Start of Excerpted data

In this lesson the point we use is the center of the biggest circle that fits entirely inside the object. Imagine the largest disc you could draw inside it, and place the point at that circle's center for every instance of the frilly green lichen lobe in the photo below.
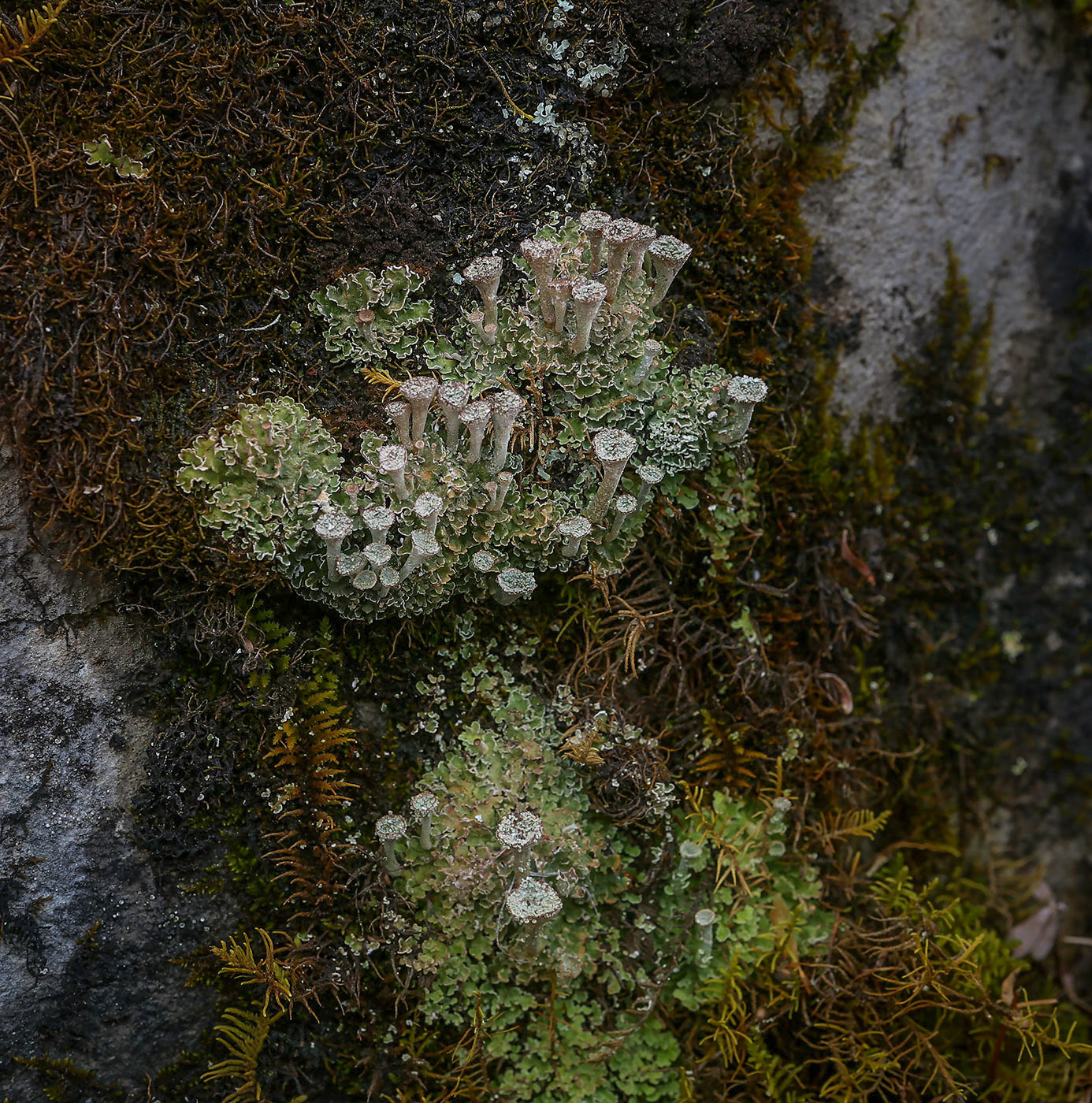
(292, 145)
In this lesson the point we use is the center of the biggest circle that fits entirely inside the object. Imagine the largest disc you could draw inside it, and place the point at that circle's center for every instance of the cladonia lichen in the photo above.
(566, 923)
(534, 436)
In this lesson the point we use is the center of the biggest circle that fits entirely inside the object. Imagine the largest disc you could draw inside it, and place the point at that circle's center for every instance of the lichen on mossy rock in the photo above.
(526, 893)
(588, 418)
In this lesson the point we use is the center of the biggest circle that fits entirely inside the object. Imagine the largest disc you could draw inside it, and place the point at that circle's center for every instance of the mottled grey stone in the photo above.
(88, 927)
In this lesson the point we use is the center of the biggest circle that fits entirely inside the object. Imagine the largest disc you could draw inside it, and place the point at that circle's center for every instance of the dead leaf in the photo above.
(838, 691)
(1038, 934)
(855, 560)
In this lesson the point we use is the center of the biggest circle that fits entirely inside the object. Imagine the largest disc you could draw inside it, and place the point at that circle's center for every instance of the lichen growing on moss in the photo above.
(570, 938)
(566, 377)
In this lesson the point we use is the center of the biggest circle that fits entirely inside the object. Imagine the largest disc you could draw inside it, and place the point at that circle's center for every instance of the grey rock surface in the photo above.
(982, 139)
(87, 928)
(979, 139)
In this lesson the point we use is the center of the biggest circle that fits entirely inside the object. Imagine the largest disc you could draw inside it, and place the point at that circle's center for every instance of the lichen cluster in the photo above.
(515, 891)
(535, 438)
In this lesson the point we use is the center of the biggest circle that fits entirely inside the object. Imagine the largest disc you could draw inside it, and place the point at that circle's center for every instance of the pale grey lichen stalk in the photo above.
(537, 433)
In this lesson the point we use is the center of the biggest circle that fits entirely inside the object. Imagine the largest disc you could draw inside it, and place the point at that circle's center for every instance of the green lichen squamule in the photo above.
(535, 438)
(567, 930)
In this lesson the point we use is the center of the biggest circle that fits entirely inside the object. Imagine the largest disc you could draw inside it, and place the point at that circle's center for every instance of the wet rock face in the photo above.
(978, 139)
(87, 928)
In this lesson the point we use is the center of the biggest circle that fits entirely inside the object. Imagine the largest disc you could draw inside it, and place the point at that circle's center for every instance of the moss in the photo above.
(769, 653)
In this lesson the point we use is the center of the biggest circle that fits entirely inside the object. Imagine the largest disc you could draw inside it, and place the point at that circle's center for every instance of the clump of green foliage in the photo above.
(656, 907)
(370, 317)
(266, 470)
(564, 369)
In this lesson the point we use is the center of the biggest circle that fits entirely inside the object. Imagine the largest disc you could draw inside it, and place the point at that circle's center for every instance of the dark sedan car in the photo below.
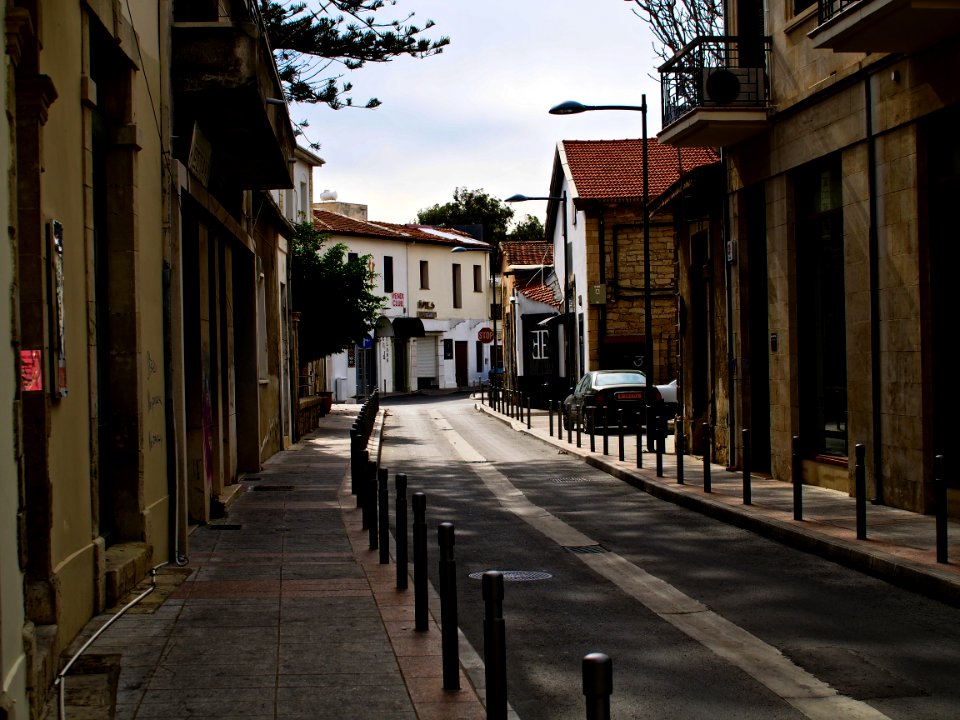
(610, 390)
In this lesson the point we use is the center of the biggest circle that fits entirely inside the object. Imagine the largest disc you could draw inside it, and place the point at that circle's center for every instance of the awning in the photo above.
(407, 327)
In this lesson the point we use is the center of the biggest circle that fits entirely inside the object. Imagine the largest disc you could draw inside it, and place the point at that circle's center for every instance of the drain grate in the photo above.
(585, 549)
(516, 575)
(571, 480)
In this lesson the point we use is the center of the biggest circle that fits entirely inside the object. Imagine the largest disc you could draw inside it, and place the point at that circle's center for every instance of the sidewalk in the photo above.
(282, 611)
(899, 547)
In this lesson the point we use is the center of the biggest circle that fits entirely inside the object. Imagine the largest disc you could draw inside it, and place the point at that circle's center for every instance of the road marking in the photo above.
(766, 664)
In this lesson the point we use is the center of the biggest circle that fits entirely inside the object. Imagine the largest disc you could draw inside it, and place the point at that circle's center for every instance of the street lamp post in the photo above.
(568, 347)
(571, 107)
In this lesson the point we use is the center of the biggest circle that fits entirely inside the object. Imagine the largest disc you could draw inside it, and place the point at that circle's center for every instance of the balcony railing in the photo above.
(716, 71)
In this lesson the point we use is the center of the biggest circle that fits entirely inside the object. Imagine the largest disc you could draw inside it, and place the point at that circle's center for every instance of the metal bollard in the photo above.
(678, 433)
(940, 501)
(449, 622)
(421, 608)
(401, 530)
(860, 483)
(707, 485)
(747, 480)
(620, 433)
(372, 503)
(797, 467)
(593, 426)
(384, 526)
(639, 440)
(606, 430)
(597, 671)
(660, 440)
(494, 645)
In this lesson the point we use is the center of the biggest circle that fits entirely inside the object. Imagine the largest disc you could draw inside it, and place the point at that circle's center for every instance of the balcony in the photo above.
(715, 91)
(225, 84)
(900, 26)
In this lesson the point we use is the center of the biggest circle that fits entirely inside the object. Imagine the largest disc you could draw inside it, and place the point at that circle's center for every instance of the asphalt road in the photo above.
(700, 619)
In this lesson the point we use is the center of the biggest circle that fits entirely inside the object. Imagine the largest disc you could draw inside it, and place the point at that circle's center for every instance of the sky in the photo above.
(476, 116)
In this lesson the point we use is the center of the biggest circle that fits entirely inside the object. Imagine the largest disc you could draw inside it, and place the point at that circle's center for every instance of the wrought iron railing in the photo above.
(716, 71)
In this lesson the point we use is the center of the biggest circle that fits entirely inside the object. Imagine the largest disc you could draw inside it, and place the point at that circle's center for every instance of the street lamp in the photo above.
(572, 107)
(495, 250)
(568, 348)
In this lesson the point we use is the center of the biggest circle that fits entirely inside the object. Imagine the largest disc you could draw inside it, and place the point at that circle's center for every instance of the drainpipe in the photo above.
(874, 296)
(172, 310)
(731, 355)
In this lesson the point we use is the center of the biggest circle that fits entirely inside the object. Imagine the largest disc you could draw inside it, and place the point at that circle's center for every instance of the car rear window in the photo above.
(620, 379)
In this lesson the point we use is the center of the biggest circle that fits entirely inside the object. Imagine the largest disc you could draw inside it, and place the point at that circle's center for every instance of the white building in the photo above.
(436, 282)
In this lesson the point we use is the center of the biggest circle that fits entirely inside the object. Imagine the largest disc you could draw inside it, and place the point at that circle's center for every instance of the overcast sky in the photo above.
(476, 115)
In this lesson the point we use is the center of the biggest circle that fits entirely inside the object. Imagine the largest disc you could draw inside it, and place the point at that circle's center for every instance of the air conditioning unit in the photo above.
(724, 86)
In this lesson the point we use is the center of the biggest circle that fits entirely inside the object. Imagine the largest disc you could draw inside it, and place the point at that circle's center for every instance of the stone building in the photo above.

End of Excerpted data

Instruction
Starting at the line that contains "drainpipe in the photo above.", write out every line to the end of the entries, exactly as given.

Answer to this problem
In this lesson the point we use is the center of the biggest circle that fits entirely inside the object. Imagine the largest disc you could draw inside it, and place the point at that circle's center for every instance of the drainpipe in the photo above.
(874, 296)
(172, 310)
(731, 355)
In this lesson the point we use is the center of the biggest circle that fits entirely inside the object. Imagine the largest disc you could draw inside it, and place the point at that circle's center for every instance of the car rear window in the photo above.
(620, 379)
In this lesson the point we use is the center of the biggest circle that fits entirely inside the object. Imagine the largest disc you could draw inside it, and place the point at that circle's center for every instance of the white building in the photo above.
(436, 282)
In this lesson the point we use is the center of the biggest circle that fits entirely inside the object. Imagine the largest disc you could draw inside it, and place the point at that circle's center for every instance of the overcast sky in the photo above.
(476, 115)
In this lesson the point we use is the center of the biggest circle that fits entirely inside the object. Imagine the largest disc you could draw inside it, and place the point at that circle's center for every instance of the air conditioning unit in the photo above.
(724, 86)
In this lesson the point we use is the center of the biggest circle that fits entirely inside the object. Imagine the largest disc you could draw inside it, and place the point at that circle's center for every instance of the stone building in the photo above.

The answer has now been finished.